• WORK TO COMPLETE:
A) In the sermon excerpt on Esther, swap "palace" for "court" and give the passage again, starting with the words containing "He overhears a" and ending with "him by Esther.".
B) Answer these questions about the sermon excerpt on Esther:
(i) In which month was Esther taken to King Ahasuerus?
(ii) What were the names of the two eunuchs who sought to lay hands on the king?
(iii) Who told Esther to keep her Jewishness a secret?
C) Go on with the sermon excerpt on Esther, picking up after its final sentence.

• PAGE EXCERPT:
::::

At the time, she would then adorn herself with whatever jewelry and whatever apparel she desired and she would be presented to the ruler. The day after her presentation, she would go back into the pool, back into the pool of waiting ladies, other concubines, members of the royal harem until the king had worked his way through the 400 and made his choice.
Esther is likely in her twenties. She has completed the year-long order, and it’s her turn to appear before Ahasuerus, chapter 2, verse 16. So Esther was taken to King Ahasuerus, into his royal palace in the tenth month, which is the month of Tibeth, in the seventh year of his reign. And then this, “The king loved Esther more than all the other women.”
That must have been a very special lady, because after you’ve seen hundreds, it could all kind of blur. How do you stand out, out of hundreds? And she obtained grace and favor in his sight, more than all the virgins, so he set the royal crown upon her head and made her queen instead of Vashti. Then the king made a great feast, the feast of Esther, for all his officials and servants and he proclaimed a holiday in the provinces and gave gifts according to the generosity of a king.
This is like a Cinderella story. Esther stole the king’s heart. Esther became his queen. An obscure Jewish orphan, a child of exiled people, conquered people, is exalted to the highest position that any woman could have in the entire world at that time. This is no coincidence. There’s a power working here greater than Ahasuerus, right? There’s a power at work providentially, orchestrating his own purposes through the affections of the emperor. Significantly through the entire process, Esther keeps her Jewishness a secret. Mordecai told her to do that because there was much anti-Semitism in the Persian Empire. You can see that in chapter 4, verse 6. Esther would reveal that she was Jewish, but only at the very most important and necessary time.
So, Esther was chosen to be the queen. She is gone from being an obscure little Jewish orphan girl to being the queen, and it’s driven by her physical beauty and her charm. Not long after Esther is crowned, and this is where the story gets fascinating, her cousin Mordecai is sitting at the entrance to the palace. He’s hanging around the palace; why do you think? Who raised Esther? Mordecai, he’s concerned about her. And so he hangs around the palace to get whatever word he can from her and about her. And while he’s hanging around the palace, verse 21 tells us, two of the king’s eunuchs, Bigthan and Teresh, doorkeepers, became furious and sought to lay hands on King Ahasuerus.
He overhears a plot, a plot to kill the king, to assassinate the king. These were royal officials who guarded the king’s private quarters. They had access to him and could readily kill him. They were angry. Maybe they were angry because of what he had done to Vashti. Whatever it was that infuriated them, they were plotting to take his life and Mordecai just happens to overhear this. This indicates to us that Mordecai was in places in the palace that would have been off-limits for most people and that somehow he had been able to gain a place in the palace where he could hear conversations like this, which is a good indication that he may be held some kind of official position of prominence in the imperial government, perhaps solicited for him by Esther.

::::

[Pointing and labeling entries]
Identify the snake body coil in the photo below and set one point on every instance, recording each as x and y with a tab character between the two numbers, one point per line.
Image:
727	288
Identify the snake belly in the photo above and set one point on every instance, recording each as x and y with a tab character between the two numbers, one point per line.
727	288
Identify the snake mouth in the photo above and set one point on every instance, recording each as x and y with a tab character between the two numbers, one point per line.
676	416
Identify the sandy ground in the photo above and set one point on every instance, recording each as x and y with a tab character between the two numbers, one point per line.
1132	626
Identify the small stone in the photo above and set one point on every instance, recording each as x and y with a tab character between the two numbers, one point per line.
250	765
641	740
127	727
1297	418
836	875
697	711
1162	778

::::

• RESULTS FOR EACH TASK:
A)
He overhears a plot, a plot to kill the king, to assassinate the king. These were royal officials who guarded the king’s private quarters. They had access to him and could readily kill him. They were angry. Maybe they were angry because of what he had done to Vashti. Whatever it was that infuriated them, they were plotting to take his life and Mordecai just happens to overhear this. This indicates to us that Mordecai was in places in the court that would have been off-limits for most people and that somehow he had been able to gain a place in the court where he could hear conversations like this, which is a good indication that he may be held some kind of official position of prominence in the imperial government, perhaps solicited for him by Esther.

B)
(i) The tenth month, the month of Tibeth.
(ii) Bigthan and Teresh.
(iii) Mordecai.

C)
When he learned of the plot against the king, he reported it immediately. The message is so the matter became known to Mordecai who told Queen Esther, and Esther informed the king in Mordecai’s name. And when an inquiry was made into the matter, it was confirmed, both were hanged on a gallows. And listen to this, “And it was written in the book of the Chronicles in the presence of the king.” The Persians kept records of absolutely everything. That’s why we know so much about their history. And the king’s chroniclers recorded what had happened—the plot—that it had been overheard by Mordecai, that Mordecai had informed Esther, and Esther had informed the king, and the king’s life had been spared, and the two conspirators were hanged. Mordecai’s actions were then written down in the royal record.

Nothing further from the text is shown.